__Text provided__
• • • •

EPA investigators initiated quarterly Hawaii Environmental Task Force meetings to plan cooperative efforts.

Go ahead. Think of the long-running TV show, Hawaii Five-0. Now, instead of Dano (as in “Book ‘im, Dano”), think Donna. That would be Donna Kahiwaokawailani Kahakui, one of two EPA Special Agents based in Honolulu, working for the Criminal Investigations Division (CID). In Hawaii’s law enforcement community, she’s known as Kahi.

Before coming to EPA in 2002, Kahi was already known as an environmental activist and athlete. She founded Kai Makana, a volunteer-run nonprofit that educates and mobilizes people to understand and preserve marine life and the ocean environment through youth mentorship and community-based programs. One of their projects involves stewardship of Mokauea Island, an islet off Honolulu where ancient Hawaiian lifeways are recreated.

Kahi Kahakui (right) and Nahina Leeloy together paddled outrigger canoes almost 180 miles from Oahu to Kauai to Ni’ihau, to raise awareness of the need to take care of the ocean

Kahi Kahakui (right) and Nahina Leeloy together paddled outrigger canoes almost 180 miles from Oahu to Kauai to Ni’ihau, to raise awareness of the need to take care of the ocean.

Kahi is also a champion outrigger canoe paddler. In April 1999, she completed the first recorded solo outrigger canoe paddle from the Big Island to Oahu—a 140-mile marathon in 58 hours that her CID colleague Gary Guerra calls “superhuman.” That’s just one item on a long list of paddling records (Molokai to Oahu, 32 miles in 5 hours, 11 minutes) and accomplishments, both solo and as a member of outrigger crews.

Unlike on Hawaii Five-0, most of the CID’s work is carried out quietly. This cadre of EPA agents investigates environmental crimes—not unknowing violations, which carry financial penalties, but willful lawbreaking that earns jail time.

• • • •

__Entries supplied__
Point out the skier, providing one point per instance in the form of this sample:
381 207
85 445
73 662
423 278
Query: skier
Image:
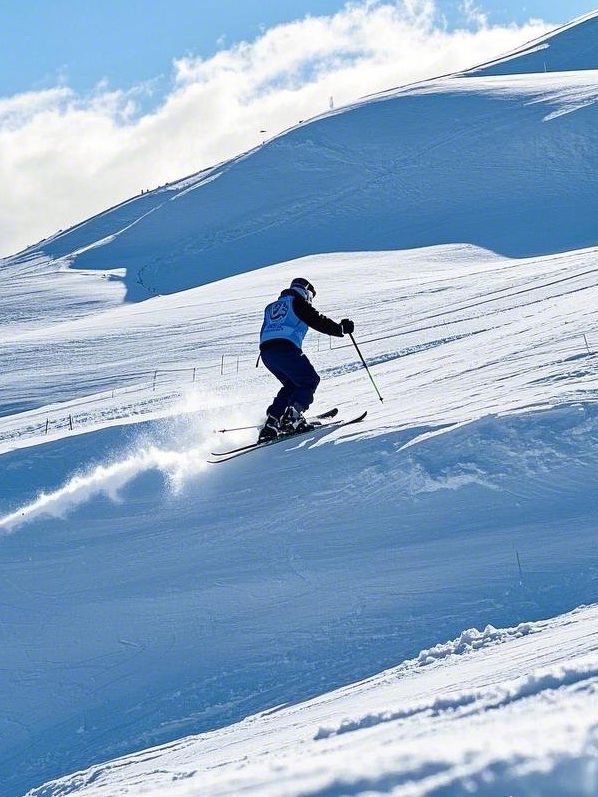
285 325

• • • •

__What to do__
Please write out the part of the EPA agent profile above starting with "Kahi is also" and going on through "earns jail time.", keeping every word and mark the same.

__Result of this task__
Kahi is also a champion outrigger canoe paddler. In April 1999, she completed the first recorded solo outrigger canoe paddle from the Big Island to Oahu—a 140-mile marathon in 58 hours that her CID colleague Gary Guerra calls “superhuman.” That’s just one item on a long list of paddling records (Molokai to Oahu, 32 miles in 5 hours, 11 minutes) and accomplishments, both solo and as a member of outrigger crews.

Unlike on Hawaii Five-0, most of the CID’s work is carried out quietly. This cadre of EPA agents investigates environmental crimes—not unknowing violations, which carry financial penalties, but willful lawbreaking that earns jail time.